WHAT YOU SHOULD DO =
Word for word, reproduce all entries below, leaving every picture out.

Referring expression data
========================
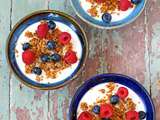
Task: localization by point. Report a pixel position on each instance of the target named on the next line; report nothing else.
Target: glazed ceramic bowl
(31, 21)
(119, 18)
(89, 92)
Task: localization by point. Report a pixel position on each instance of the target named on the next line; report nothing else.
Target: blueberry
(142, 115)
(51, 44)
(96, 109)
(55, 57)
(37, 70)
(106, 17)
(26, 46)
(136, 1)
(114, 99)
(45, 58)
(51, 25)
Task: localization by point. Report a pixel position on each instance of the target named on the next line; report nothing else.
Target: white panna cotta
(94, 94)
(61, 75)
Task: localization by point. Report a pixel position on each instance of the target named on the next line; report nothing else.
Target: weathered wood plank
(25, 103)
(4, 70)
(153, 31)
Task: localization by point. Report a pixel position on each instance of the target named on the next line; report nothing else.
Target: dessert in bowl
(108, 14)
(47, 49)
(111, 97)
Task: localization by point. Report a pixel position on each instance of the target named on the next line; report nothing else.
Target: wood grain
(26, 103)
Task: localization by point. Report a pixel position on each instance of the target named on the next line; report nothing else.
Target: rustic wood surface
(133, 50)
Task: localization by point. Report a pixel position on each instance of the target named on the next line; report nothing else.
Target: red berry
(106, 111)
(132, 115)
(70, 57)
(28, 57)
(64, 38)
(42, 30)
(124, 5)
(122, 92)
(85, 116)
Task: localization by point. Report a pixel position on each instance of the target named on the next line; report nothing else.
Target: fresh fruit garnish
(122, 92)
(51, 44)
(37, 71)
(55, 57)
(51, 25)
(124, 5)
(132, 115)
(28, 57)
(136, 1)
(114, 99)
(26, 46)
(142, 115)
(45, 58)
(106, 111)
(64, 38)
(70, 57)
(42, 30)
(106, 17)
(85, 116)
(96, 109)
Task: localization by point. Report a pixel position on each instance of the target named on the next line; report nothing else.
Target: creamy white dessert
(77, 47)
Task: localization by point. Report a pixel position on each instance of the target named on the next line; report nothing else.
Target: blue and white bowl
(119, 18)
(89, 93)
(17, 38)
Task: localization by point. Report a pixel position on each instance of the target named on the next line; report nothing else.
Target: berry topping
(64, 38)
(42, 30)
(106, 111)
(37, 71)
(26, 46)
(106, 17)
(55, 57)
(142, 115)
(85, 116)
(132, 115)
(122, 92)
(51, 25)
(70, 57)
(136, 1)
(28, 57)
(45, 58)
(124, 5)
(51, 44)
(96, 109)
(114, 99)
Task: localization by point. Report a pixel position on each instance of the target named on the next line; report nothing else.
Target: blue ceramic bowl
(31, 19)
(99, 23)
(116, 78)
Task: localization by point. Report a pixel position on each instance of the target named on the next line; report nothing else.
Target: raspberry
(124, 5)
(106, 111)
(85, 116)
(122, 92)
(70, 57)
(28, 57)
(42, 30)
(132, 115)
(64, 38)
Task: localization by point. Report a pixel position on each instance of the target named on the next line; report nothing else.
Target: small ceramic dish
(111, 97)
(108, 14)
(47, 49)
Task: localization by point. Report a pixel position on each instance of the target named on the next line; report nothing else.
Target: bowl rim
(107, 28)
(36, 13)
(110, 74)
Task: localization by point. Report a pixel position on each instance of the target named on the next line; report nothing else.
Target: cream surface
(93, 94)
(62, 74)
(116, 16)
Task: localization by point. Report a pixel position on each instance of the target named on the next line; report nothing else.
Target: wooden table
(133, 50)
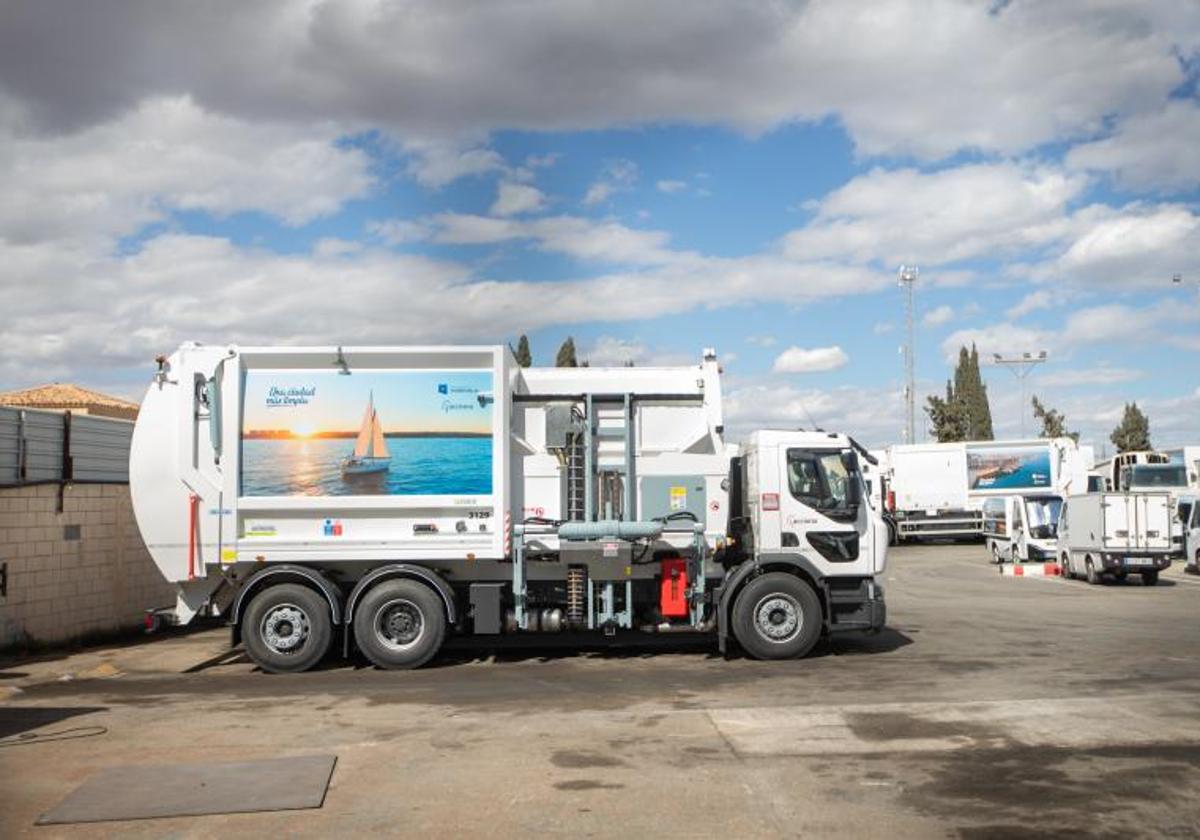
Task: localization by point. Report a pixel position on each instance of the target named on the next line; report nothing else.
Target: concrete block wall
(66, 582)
========================
ANSWER SECTION =
Task: localization by point. Report a pixel position on each instance of the target named on the next line; report nothing else.
Target: glazed ceramic bowl
(31, 21)
(119, 18)
(89, 92)
Task: localization by point. Report a pixel position on each instance of the target named on the next line; report nothing else.
Target: blueberry
(142, 115)
(51, 44)
(96, 109)
(55, 57)
(37, 70)
(106, 17)
(26, 46)
(136, 1)
(114, 99)
(45, 58)
(51, 25)
Task: localization by point. Report a pixel position on each instance of the target named on the next line; report nothing else.
Target: white panna cotta
(94, 94)
(61, 75)
Task: localization by point. Report a pixel position on each instance of the target named on the next line; report nothing else.
Target: weathered wood plank
(25, 103)
(4, 70)
(153, 31)
Task: localization by point. Report a pixel position on each instance of the target named on the next line; report nothing else.
Target: dessert in bowl
(108, 14)
(47, 49)
(111, 97)
Task: localization by point. Report a pixel position on each instance of the target named on the next line; report nothing else.
Target: wood grain
(26, 103)
Task: localization by point. Report a pixel position on each instance of the target named on the next line; report nothing else.
Target: rustic wood surface
(133, 50)
Task: localization by point. Report a pixel position on each instance of the target named on the next line; report nothing else.
Target: red berry
(106, 111)
(132, 115)
(70, 57)
(28, 57)
(64, 38)
(42, 30)
(124, 5)
(122, 92)
(85, 116)
Task: localization by point. Report a pixel position on each instance of the target named on the next line; report nothing else.
Target: fresh fruit garnish
(122, 92)
(51, 44)
(37, 71)
(55, 57)
(51, 25)
(124, 5)
(132, 115)
(28, 57)
(136, 1)
(114, 99)
(26, 46)
(142, 115)
(45, 58)
(106, 111)
(64, 38)
(70, 57)
(42, 30)
(106, 17)
(85, 116)
(96, 109)
Task: localization by point. Report a pixel position on each instance of the target named on the next line; report nothing else.
Target: creamy white dessert
(77, 47)
Task: localization by point. Report a pixel position on each instance of the target named on the next line; report nothing else.
Target: blue and white bowl
(119, 18)
(89, 93)
(17, 38)
Task: localization by point. Report a pixel position on each instance of the target named on the next line; report nothing else.
Target: berry topping
(64, 38)
(42, 30)
(106, 111)
(37, 71)
(26, 46)
(106, 17)
(55, 57)
(142, 115)
(85, 116)
(132, 115)
(122, 92)
(51, 25)
(70, 57)
(136, 1)
(28, 57)
(45, 58)
(124, 5)
(51, 44)
(96, 109)
(114, 99)
Task: localization by point. Report a pixel position on each instance of the target named on the next line; report nothing else.
Target: blue ceramic bowl
(31, 19)
(99, 23)
(116, 78)
Task: localization by point. Report a pixel position on each instance of the target named on the next line; report nothing else.
Target: raspberry
(124, 5)
(106, 111)
(85, 116)
(122, 92)
(70, 57)
(28, 57)
(42, 30)
(132, 115)
(64, 38)
Task: localization by point. Report a pixel position on each instance of the target named on the next line; report nothing else.
Target: small ceramic dish
(111, 97)
(108, 14)
(47, 49)
Task: localization by point. Report a pixel position on each instance of the target named on the next line; report nothing else.
Target: bowl rim
(107, 28)
(36, 13)
(110, 74)
Task: localization by point. Report a pixel position on each instance of the target named on the next line; report nothing else.
Target: cream surface
(93, 94)
(62, 74)
(116, 16)
Task: localization by point. Report a pixel position on each instance of the target named on the next line; report nothing else.
Target: wooden table
(133, 50)
Task: localization by point. Report a pixel position on each instance of the target named on the next line; report nothing else.
Target: concrete block wall
(66, 582)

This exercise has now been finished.